## begin

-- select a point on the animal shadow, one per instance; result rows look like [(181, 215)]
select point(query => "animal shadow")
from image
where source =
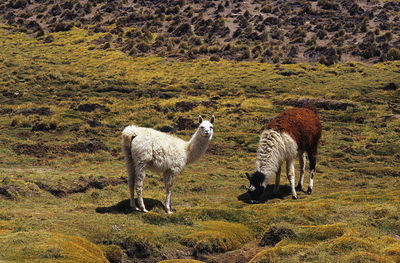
[(123, 207), (284, 190)]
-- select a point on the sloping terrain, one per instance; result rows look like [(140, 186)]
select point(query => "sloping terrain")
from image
[(275, 31), (63, 187)]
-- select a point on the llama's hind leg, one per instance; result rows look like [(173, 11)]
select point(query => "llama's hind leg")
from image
[(313, 161), (140, 175), (277, 181), (290, 171), (302, 162), (169, 178)]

## end

== GIVEN TASK ==
Repeat, with no changes, each line from the one with "-- select a point on the sloping" to the end of the listing, including both ends and nothing else.

== RESULT OF THIS TASK ==
-- select a point on the sloping terrain, one per instance; result rows look like [(140, 186)]
select point(query => "sloping terrain")
from image
[(275, 31), (63, 187)]
-- select a point on the llama's hind leg, one per instance; result rows look like [(173, 11)]
select point(query => "llama's hind leg")
from image
[(313, 161), (140, 175), (277, 181), (290, 171), (302, 162), (169, 178)]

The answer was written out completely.